Text excerpt
┄┄┄┄┄┄

Often creditors of a company or an individual will consider it a waste of time to lodge their claim once an external administrator or trustee is appointed. However, lodging a formal proof of debt as required, not only ensures that should surplus funds be available the creditor will be able to participate in any dividend, their debt will also be recorded for the purpose of receiving all correspondence issued to creditors and be invited to meetings of creditors convened in the respective administration.

The Corporations Act defines provable debts as all debts payable by, and all claims against, a company (present or future, certain or contingent, ascertained or sounding only in damages).

The Bankruptcy Act defines provable debts as all debts and liabilities, present or future, certain or contingent.

A proof of debt should be lodged by the creditor on the appropriate form (being Form 535 under the Corporations Act and Form 8 under the Bankruptcy Act). In addition to completing the appropriate form accurately and completely, it should be lodged together with any supporting documentation (ie judgements, invoices, contracts, agreements etc) to substantiate and explain the debt. Proofs of Debt may be supported by Statutory Declarations where there is a long history and or verbal agreements forming the basis of the claim.

Proofs of debt may be considered both for voting purposes and dividend purposes. The admissibility of the proof of debt for each purpose may be different.

When lodging a proof of debt, unless it has been requested for the distribution of a dividend, a Trustee or Liquidator may not adjudicate on its admissibility at that time. A creditor may always request an acknowledgement of its receipt for record keeping purposes. In a liquidation of a corporate entity, a creditor may request that its proof of debt is adjudicated, in writing, and the liquidator must do so within 28 days of receiving the request in writing. Should this not occur, the creditor may apply to Court for a decision.

Creditors’ claims submitted by a Proof of Debt may be admitted in full or part, rejected in full or part or prior to being adjudicated the creditor may be served with a notice requiring further evidence to substantiate all or part of the creditor’s claim.

┄┄┄┄┄┄

Request A
Rewrite the rows below as a Markdown table, starting with the line that contains "of the worker" and going on through the end of the rows. Put a running number under the heading Index and the line itself under Entry, and skip any blank lines.

┄┄┄┄┄┄

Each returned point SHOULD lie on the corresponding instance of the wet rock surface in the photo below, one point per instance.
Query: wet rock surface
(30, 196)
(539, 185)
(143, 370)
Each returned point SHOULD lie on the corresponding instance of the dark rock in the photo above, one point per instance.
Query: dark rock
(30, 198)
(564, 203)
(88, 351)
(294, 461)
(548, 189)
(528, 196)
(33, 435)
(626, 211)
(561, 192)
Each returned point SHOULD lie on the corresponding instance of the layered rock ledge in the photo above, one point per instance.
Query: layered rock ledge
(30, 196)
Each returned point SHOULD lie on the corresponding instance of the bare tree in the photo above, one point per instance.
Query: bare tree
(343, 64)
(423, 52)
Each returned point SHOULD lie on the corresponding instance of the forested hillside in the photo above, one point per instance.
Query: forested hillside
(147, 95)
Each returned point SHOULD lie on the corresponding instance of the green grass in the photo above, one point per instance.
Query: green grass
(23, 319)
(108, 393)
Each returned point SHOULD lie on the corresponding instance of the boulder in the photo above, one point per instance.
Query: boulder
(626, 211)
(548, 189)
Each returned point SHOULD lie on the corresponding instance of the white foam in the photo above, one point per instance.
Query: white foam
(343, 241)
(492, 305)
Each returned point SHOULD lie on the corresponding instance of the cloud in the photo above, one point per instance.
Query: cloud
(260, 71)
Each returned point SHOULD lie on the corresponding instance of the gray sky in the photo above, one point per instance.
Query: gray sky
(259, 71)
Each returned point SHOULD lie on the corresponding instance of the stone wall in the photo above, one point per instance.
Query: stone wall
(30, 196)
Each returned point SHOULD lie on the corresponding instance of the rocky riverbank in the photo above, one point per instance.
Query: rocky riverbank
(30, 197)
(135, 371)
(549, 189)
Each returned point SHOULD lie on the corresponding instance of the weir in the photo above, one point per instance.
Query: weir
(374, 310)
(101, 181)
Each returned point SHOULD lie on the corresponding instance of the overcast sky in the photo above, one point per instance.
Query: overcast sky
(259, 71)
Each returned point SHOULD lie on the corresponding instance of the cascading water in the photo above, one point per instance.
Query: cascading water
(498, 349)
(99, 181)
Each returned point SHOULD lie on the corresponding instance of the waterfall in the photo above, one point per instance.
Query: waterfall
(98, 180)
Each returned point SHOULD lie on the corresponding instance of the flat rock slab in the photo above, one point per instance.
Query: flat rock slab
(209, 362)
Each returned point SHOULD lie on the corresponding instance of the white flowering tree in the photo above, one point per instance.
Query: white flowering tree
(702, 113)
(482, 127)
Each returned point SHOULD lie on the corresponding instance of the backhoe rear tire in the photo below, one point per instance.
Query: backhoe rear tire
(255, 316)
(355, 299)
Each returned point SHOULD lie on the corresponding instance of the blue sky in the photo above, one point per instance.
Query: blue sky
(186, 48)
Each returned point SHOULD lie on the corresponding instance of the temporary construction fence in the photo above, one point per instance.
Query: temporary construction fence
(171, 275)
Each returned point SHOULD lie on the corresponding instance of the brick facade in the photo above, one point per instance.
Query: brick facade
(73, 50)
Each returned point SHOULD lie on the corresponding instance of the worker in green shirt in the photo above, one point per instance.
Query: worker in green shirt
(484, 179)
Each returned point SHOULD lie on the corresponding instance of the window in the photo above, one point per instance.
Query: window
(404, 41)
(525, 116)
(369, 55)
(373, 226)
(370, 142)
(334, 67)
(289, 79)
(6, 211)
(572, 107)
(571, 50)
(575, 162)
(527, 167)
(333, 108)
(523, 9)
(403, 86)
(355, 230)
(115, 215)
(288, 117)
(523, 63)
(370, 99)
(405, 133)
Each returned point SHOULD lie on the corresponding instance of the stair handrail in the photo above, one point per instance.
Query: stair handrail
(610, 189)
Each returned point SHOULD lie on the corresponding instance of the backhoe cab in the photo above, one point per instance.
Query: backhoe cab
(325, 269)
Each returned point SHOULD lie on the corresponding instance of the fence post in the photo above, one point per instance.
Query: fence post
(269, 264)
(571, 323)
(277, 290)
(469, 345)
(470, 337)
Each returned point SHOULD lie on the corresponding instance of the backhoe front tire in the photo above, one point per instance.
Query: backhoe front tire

┄┄┄┄┄┄

Request B
Extend the passage on proofs of debt, picking up right after its last sentence.

Task output A
| Index | Entry |
|---|---|
| 1 | Each returned point SHOULD lie on the corresponding instance of the worker in green shirt in the photo above, one point per instance. |
| 2 | Query: worker in green shirt |
| 3 | (484, 179) |
| 4 | Each returned point SHOULD lie on the corresponding instance of the window in the photo above, one point per instance. |
| 5 | Query: window |
| 6 | (404, 41) |
| 7 | (525, 116) |
| 8 | (369, 55) |
| 9 | (373, 226) |
| 10 | (370, 142) |
| 11 | (334, 67) |
| 12 | (289, 79) |
| 13 | (6, 211) |
| 14 | (572, 107) |
| 15 | (571, 50) |
| 16 | (575, 162) |
| 17 | (527, 167) |
| 18 | (333, 108) |
| 19 | (523, 9) |
| 20 | (403, 86) |
| 21 | (355, 230) |
| 22 | (115, 215) |
| 23 | (288, 117) |
| 24 | (523, 63) |
| 25 | (370, 99) |
| 26 | (405, 133) |
| 27 | Each returned point SHOULD lie on the corresponding instance of the stair handrail in the photo above, one point per instance. |
| 28 | Query: stair handrail |
| 29 | (610, 189) |
| 30 | Each returned point SHOULD lie on the corresponding instance of the backhoe cab in the photo above, one point per instance. |
| 31 | Query: backhoe cab |
| 32 | (325, 269) |
| 33 | Each returned point SHOULD lie on the corresponding instance of the fence post in the photo above, one point per instance. |
| 34 | Query: fence post |
| 35 | (269, 264) |
| 36 | (571, 323) |
| 37 | (277, 290) |
| 38 | (469, 345) |
| 39 | (470, 337) |
| 40 | Each returned point SHOULD lie on the corresponding instance of the backhoe front tire in the photo above, one point per instance. |
| 41 | Query: backhoe front tire |

Task output B
Where there has been a rejection of part or all of a creditor’s claim, under the Bankruptcy Act, the creditor has 21 days to appeal the Trustee’s decision in Court. Under the Corporations Act, the creditor has the period specified in the notice of rejection to appeal the decision in Court, being a period not less than 14 days from the date of notice of the rejection.

Creditors may have security on which they may rely to satisfy their outstanding debts. However, occasionally they may wish to lodge a proof of debt to maximise their possible return particularly in circumstances where a creditor is aware that they will suffer a shortfall from the realisation of their security. Both the Bankruptcy Act and the Corporations Act allow secured creditors to lodge proofs of debt and vote at meetings for their shortfall amounts (or their full claim regardless of their security in a voluntary administration).

A secured creditor may estimate the value of their security and submit a formal proof of debt for the unsecured portion of their claim. A secured creditor should have a reasonable basis for estimating their security as it will affect their rights and obligations to both vote and participate in a dividend. An estimate of the value of the security may be subsequently amended and the creditor’s respective rights and obligations as they relate to voting and dividend participation amended.